EXERCISE: Tally the lines in the records below that contain the word "lamp", and reply with the number alone.

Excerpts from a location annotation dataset
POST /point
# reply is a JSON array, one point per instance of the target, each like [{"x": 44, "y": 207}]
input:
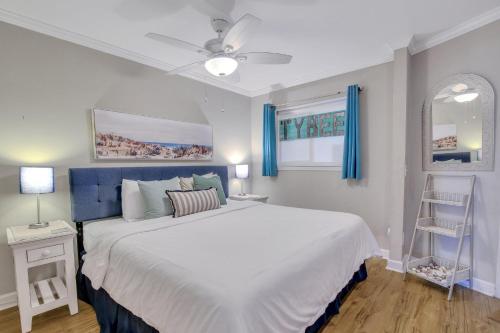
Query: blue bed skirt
[{"x": 114, "y": 318}]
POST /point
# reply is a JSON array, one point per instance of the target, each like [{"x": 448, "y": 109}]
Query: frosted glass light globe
[{"x": 221, "y": 66}]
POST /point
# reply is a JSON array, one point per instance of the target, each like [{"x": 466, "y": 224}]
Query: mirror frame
[{"x": 487, "y": 96}]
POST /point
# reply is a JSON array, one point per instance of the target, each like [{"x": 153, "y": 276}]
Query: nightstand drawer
[{"x": 45, "y": 252}]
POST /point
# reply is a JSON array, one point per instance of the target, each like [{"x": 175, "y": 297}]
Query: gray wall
[
  {"x": 476, "y": 52},
  {"x": 371, "y": 197},
  {"x": 47, "y": 89}
]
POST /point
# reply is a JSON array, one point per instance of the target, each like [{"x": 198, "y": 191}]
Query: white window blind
[{"x": 311, "y": 135}]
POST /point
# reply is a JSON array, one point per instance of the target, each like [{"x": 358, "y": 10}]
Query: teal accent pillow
[
  {"x": 156, "y": 202},
  {"x": 204, "y": 183}
]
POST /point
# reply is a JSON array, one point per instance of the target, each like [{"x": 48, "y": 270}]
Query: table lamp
[
  {"x": 36, "y": 180},
  {"x": 242, "y": 173}
]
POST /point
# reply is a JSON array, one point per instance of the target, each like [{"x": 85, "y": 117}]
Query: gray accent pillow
[
  {"x": 156, "y": 203},
  {"x": 204, "y": 183},
  {"x": 191, "y": 202}
]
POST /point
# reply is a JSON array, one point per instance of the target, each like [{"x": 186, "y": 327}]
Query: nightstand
[
  {"x": 249, "y": 197},
  {"x": 37, "y": 247}
]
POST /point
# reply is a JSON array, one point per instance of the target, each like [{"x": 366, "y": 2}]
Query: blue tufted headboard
[{"x": 96, "y": 192}]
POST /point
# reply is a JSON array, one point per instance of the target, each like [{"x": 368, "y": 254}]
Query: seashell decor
[{"x": 433, "y": 271}]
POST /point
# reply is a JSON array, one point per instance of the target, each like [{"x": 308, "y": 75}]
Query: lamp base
[{"x": 39, "y": 225}]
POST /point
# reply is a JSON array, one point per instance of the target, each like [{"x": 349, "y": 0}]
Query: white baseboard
[
  {"x": 480, "y": 286},
  {"x": 8, "y": 300},
  {"x": 394, "y": 265}
]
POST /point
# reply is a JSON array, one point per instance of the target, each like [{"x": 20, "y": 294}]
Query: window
[{"x": 311, "y": 136}]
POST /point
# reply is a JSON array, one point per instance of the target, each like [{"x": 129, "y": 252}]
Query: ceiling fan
[
  {"x": 222, "y": 57},
  {"x": 457, "y": 93}
]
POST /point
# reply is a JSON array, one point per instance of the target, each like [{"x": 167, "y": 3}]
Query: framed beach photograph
[{"x": 122, "y": 136}]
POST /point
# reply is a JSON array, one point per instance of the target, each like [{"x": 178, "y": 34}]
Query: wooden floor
[{"x": 382, "y": 303}]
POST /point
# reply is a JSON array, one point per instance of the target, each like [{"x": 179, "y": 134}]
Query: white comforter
[{"x": 245, "y": 268}]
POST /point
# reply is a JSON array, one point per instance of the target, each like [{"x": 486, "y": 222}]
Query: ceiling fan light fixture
[
  {"x": 221, "y": 66},
  {"x": 466, "y": 97}
]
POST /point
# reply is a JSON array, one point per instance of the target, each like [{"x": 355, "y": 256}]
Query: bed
[{"x": 247, "y": 267}]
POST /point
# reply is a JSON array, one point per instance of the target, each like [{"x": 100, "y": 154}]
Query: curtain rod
[{"x": 304, "y": 101}]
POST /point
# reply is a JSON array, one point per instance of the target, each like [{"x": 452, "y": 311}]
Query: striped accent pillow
[{"x": 190, "y": 202}]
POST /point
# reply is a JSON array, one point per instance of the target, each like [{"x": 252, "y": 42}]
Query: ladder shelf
[{"x": 442, "y": 271}]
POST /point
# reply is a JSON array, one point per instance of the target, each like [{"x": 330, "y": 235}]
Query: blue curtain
[
  {"x": 269, "y": 164},
  {"x": 351, "y": 167}
]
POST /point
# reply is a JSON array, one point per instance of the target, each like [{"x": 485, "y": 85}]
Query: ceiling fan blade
[
  {"x": 177, "y": 43},
  {"x": 233, "y": 78},
  {"x": 240, "y": 32},
  {"x": 264, "y": 58},
  {"x": 185, "y": 68}
]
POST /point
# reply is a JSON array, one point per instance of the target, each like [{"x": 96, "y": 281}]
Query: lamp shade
[
  {"x": 242, "y": 171},
  {"x": 36, "y": 180}
]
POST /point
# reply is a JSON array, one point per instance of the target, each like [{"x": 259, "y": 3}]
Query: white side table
[
  {"x": 37, "y": 247},
  {"x": 249, "y": 197}
]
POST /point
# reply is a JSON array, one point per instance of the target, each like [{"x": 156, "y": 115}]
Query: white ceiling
[{"x": 325, "y": 37}]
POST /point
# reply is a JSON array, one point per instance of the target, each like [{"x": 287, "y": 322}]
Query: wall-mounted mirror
[{"x": 458, "y": 125}]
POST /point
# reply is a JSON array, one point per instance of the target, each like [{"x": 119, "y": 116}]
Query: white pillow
[
  {"x": 187, "y": 184},
  {"x": 132, "y": 202}
]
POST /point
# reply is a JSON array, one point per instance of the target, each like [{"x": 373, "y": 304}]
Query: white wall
[
  {"x": 370, "y": 198},
  {"x": 477, "y": 52},
  {"x": 47, "y": 89}
]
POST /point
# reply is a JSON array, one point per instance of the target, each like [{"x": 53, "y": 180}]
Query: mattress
[{"x": 249, "y": 267}]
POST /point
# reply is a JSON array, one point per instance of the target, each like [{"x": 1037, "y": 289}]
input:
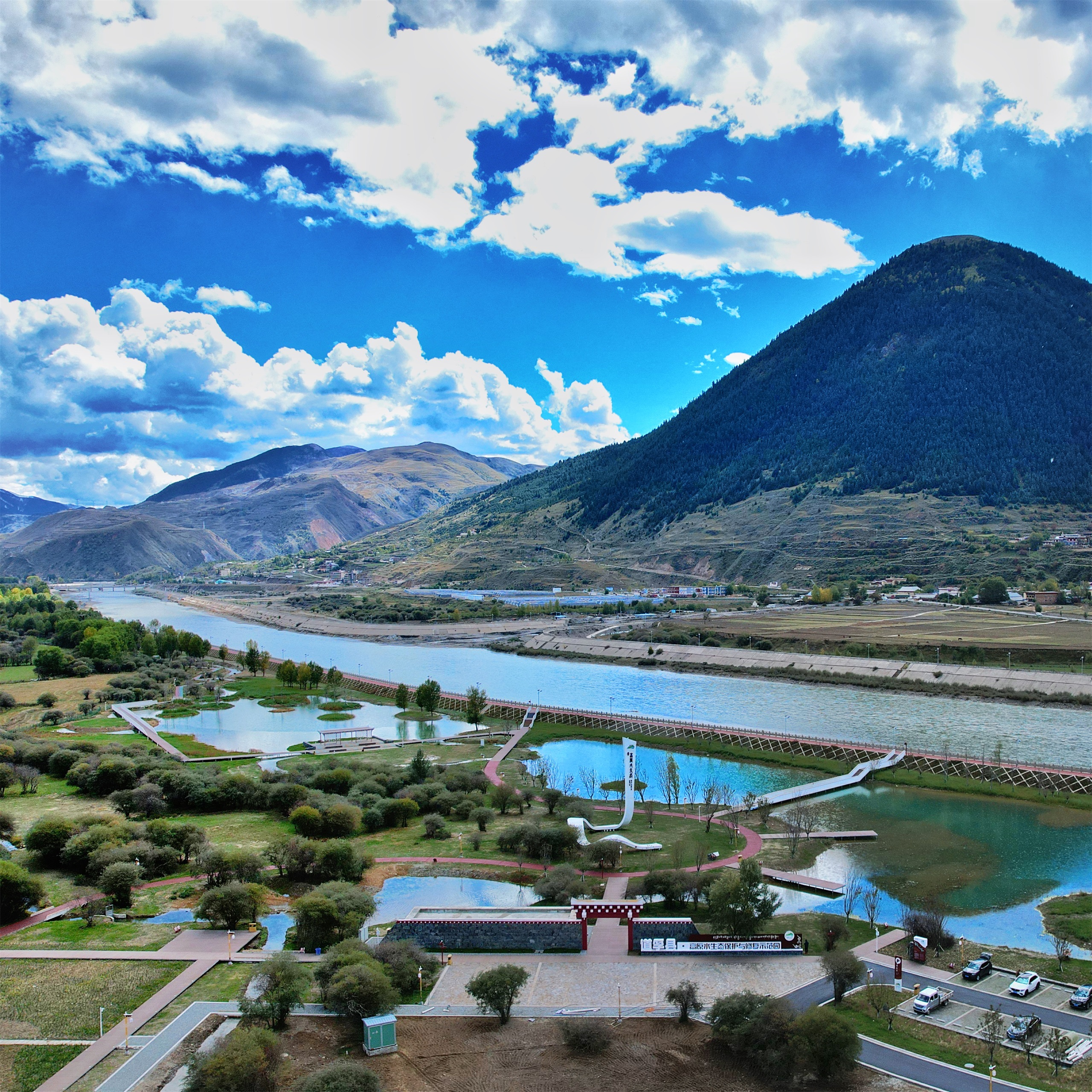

TASK RESULT: 3